[WORK ITEM] Repeat every entry word for word, but leave the images out of your copy.
── SUPPLIED RECORDS ──
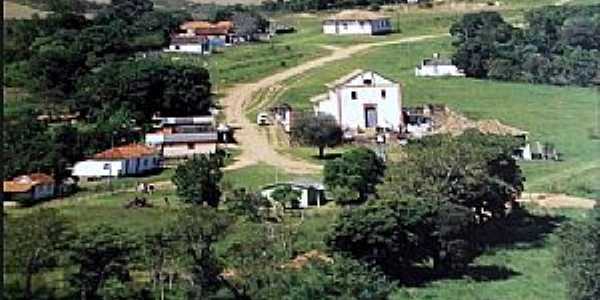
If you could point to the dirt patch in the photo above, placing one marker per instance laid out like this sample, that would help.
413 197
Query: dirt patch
454 123
557 200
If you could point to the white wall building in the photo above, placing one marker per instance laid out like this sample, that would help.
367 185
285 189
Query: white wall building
437 66
179 137
127 160
312 194
357 22
362 99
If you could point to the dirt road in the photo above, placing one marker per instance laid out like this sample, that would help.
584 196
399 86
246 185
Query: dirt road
254 145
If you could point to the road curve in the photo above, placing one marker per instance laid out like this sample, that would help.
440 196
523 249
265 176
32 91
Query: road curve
255 147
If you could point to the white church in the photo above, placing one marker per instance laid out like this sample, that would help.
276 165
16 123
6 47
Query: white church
362 99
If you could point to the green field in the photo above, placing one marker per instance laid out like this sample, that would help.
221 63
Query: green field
564 116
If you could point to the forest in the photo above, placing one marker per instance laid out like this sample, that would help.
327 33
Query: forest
557 45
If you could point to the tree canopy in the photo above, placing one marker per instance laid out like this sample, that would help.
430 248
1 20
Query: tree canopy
320 131
558 46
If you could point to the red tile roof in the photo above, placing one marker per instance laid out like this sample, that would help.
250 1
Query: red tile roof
24 183
128 151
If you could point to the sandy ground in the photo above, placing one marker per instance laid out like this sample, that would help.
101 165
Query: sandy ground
255 145
557 200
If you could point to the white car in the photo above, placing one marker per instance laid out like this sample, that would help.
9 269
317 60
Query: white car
262 119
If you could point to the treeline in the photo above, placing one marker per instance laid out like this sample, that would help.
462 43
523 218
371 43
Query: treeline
433 208
556 45
97 69
307 5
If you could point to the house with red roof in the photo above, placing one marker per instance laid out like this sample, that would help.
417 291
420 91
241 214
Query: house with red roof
128 160
29 187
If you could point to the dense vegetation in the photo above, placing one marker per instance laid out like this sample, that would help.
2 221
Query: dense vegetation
558 46
70 65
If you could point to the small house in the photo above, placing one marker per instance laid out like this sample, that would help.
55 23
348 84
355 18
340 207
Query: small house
132 159
189 44
180 137
361 100
437 66
357 22
32 187
312 194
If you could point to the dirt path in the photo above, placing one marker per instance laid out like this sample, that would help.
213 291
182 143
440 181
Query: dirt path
557 200
254 145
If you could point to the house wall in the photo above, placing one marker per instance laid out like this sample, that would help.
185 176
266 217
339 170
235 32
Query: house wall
95 168
443 70
350 113
183 149
188 48
356 27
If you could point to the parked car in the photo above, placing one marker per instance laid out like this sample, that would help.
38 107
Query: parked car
262 119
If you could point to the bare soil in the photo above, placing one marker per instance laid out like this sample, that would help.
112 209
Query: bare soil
255 145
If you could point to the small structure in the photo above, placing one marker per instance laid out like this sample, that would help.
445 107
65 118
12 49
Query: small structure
32 187
312 193
437 66
357 22
189 44
180 137
283 115
132 159
362 99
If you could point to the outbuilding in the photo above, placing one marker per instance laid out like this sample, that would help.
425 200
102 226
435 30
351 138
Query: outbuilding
357 22
132 159
312 194
30 187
───
[REPLY TO THE EXERCISE]
If you could point to the dirt patch in the photo above, placing one marker per instance laid out like this sample, that would help.
413 197
Query: dirt patch
454 123
557 200
If you could point to the white wall building in the photo above, placing one marker per instance laid out like this sample, that would help.
367 185
285 189
Query: white wall building
437 66
179 137
127 160
312 194
357 22
362 99
If you could point to the dirt road in the photo above, placing one marker per instance laid out like this sample, that would help.
584 196
399 86
246 185
Query: dirt road
254 145
If you could point to the road curve in the photo above, placing one marker per instance laid out like this sample, that would help.
440 196
523 249
265 176
32 91
Query: road curve
255 147
If you could point to the white church in the photo above, placing one marker per instance laid out like this sample, that would help.
276 165
16 123
6 47
Query: white church
362 99
If you could point to the green field in the photo above, placing one marker per instance laid out like this sample, that would help.
221 63
Query: green field
564 116
If you could point to the forest in the photo above, placing one marker per instance laid out like this sample, that would help.
327 33
Query: forest
557 45
If you could point to the tree canopy in the photo above, placing one marker per instance laid out like this sample, that would help.
430 248
1 20
Query: tree canopy
320 131
558 46
If you could point to the red tile roof in the photo above, placing one marker per instance laid out like this sample, that would help.
250 1
Query: red tile roof
24 183
128 151
If you could point to the sandy ground in the photo above, placing one marker per instance laid out like this sample, that would help.
101 165
Query: sandy ground
255 145
557 200
If you could point to the white car in the photo above, placing one marker per instance laid out like this sample, that would help.
9 269
317 60
Query: white car
262 119
If you could point to the treeline in the photo above, placing one marker per instance laid out like this sample, that would help.
462 43
523 218
371 43
Query: treeline
433 208
556 45
97 69
307 5
If you could point to the house with red roof in the photo above, placing one marker per instance laid out like this sample, that would help.
417 291
420 91
241 214
Query: house with red roof
128 160
29 187
If you could point to the dense vegetation in the photo above, placing one marker per instance laid out like this sample, that would help.
2 221
Query: dense vegetation
558 46
70 65
If you could point to the small house in the photo above, placing one marker per instance laid out like this sample, that would help.
55 23
348 84
355 18
340 207
Query: small house
132 159
189 44
180 137
361 100
437 66
357 22
32 187
312 194
If you could point to the dirt path in the photo above, placing one marker per instance laid out like this sample, that would help.
213 291
182 143
440 181
Query: dirt path
557 200
254 145
If you could point to the house wall in the photo above, placing one marker per instance laid out like this sample, that would help.
185 176
266 217
339 170
235 32
Query: house wall
95 168
443 70
350 113
183 149
188 48
356 27
If you could point to the parked car in the photo above, placing one marker per instance laid out like this sample, that would help.
38 107
Query: parked car
262 119
If you could point to the bare soil in the photo above, placing one marker per instance laid out like this sample, that would help.
112 209
Query: bare soil
255 145
If you could point to the small structure in the photo above, placing one marker per instance laid out like this sample, that would help.
445 107
65 118
12 49
Query: small structure
32 187
312 193
437 66
357 22
189 44
180 137
283 115
132 159
362 99
If you could point to the outbuilding in the photo above, placing one marker per instance laid out like this sample, that would help.
425 200
102 226
435 30
351 138
Query: outbuilding
357 22
132 159
312 194
30 187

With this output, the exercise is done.